=== EXERCISE DATA ===

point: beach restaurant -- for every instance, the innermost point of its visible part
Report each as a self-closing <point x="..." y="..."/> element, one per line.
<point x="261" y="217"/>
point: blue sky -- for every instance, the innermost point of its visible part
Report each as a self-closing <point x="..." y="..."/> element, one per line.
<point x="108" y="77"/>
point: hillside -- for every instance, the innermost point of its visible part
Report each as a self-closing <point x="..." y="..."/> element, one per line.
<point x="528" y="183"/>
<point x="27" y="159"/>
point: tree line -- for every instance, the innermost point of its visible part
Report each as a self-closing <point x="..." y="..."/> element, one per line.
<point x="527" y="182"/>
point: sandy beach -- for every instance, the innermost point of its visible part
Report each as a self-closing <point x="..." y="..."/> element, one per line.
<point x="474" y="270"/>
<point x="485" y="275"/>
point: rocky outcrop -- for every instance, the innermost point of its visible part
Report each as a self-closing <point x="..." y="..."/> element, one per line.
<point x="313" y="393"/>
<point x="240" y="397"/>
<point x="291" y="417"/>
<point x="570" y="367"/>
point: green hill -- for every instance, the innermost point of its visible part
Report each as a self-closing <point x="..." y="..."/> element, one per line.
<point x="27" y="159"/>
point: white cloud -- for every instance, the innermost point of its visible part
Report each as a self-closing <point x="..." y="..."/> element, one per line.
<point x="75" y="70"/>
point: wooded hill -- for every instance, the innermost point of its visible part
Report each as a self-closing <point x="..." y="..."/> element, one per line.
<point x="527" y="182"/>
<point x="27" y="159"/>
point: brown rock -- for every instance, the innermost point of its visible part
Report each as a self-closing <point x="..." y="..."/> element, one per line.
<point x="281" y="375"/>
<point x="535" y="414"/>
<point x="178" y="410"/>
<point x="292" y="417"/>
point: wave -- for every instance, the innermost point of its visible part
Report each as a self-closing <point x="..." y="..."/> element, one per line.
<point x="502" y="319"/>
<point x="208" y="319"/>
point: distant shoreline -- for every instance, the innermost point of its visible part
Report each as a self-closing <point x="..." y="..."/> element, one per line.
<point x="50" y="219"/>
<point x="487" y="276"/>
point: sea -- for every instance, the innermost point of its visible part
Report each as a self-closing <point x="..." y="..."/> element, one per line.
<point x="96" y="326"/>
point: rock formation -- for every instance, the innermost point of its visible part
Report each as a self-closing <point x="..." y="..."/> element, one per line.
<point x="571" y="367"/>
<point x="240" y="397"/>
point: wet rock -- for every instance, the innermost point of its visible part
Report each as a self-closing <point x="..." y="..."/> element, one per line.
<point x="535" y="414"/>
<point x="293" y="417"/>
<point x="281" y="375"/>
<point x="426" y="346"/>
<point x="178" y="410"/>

===

WORK TO COMPLETE: Transcribe all of the material exactly. Omit nothing.

EXERCISE OUTPUT:
point: beach restaurant -- for every instance, the innermost point of its visible part
Report each as a self-closing <point x="..." y="..."/> element, one per line.
<point x="261" y="217"/>
point: blue sky -- for every instance, the innermost point of its visible part
Report each as a self-closing <point x="..." y="..."/> element, one per line.
<point x="108" y="77"/>
point: hillside -- for every instance, the innermost point of its visible part
Report each as a self-closing <point x="..." y="..."/> element, one per line.
<point x="528" y="183"/>
<point x="27" y="159"/>
point: tree line -- for every instance, the innermost point of its visible part
Report each as a self-closing <point x="..." y="..."/> element, one per line.
<point x="527" y="182"/>
point: sandy beach -- for every instance, the innermost point of its visible part
Report each as a self-closing <point x="..." y="..."/> element, one per line.
<point x="474" y="270"/>
<point x="485" y="275"/>
point: rocky outcrop -- for every instance, the innermost point of its visible part
Report each as a self-closing <point x="..." y="..."/> element, one per line.
<point x="313" y="393"/>
<point x="240" y="397"/>
<point x="291" y="417"/>
<point x="570" y="367"/>
point: green hill -- for every instance, the innermost point of its visible part
Report each as a self-closing <point x="..." y="..."/> element, one per line.
<point x="27" y="159"/>
point: white cloud -- for every instance, the innermost point of its visible part
Report each as a self-closing <point x="..." y="..."/> element, one per line.
<point x="75" y="70"/>
point: wooded hill -- for every instance, the innermost point of its visible part
Report each as a self-closing <point x="..." y="..."/> element, one per line.
<point x="527" y="182"/>
<point x="27" y="159"/>
point: brown rock -- for every instance, the innermost point of its visible part
Report each as a self-closing <point x="..." y="..."/> element, one per line.
<point x="281" y="375"/>
<point x="535" y="414"/>
<point x="178" y="410"/>
<point x="292" y="417"/>
point: wave -- for every instance, the innermost point of its visible part
Report each as a self-closing <point x="..." y="..."/> element, one per line.
<point x="502" y="319"/>
<point x="208" y="319"/>
point: distant shoreline -- for every instance, the innermost point of its visible part
Report each as a self-closing <point x="..." y="..."/> element, one per line.
<point x="50" y="219"/>
<point x="487" y="276"/>
point: sea -- for every instance, the innermost point of its visible part
Report each as a self-closing <point x="..." y="..."/> element, one per line.
<point x="96" y="326"/>
point: rock formation -- for every instance, the innermost point of its visible part
Report each as a self-closing <point x="..." y="..."/> element, one per line.
<point x="571" y="367"/>
<point x="240" y="397"/>
point: wet rock -- for every instance, the innermost point of its visible part
Report each as a self-closing <point x="..." y="..."/> element, one per line.
<point x="535" y="414"/>
<point x="293" y="417"/>
<point x="281" y="375"/>
<point x="426" y="346"/>
<point x="178" y="410"/>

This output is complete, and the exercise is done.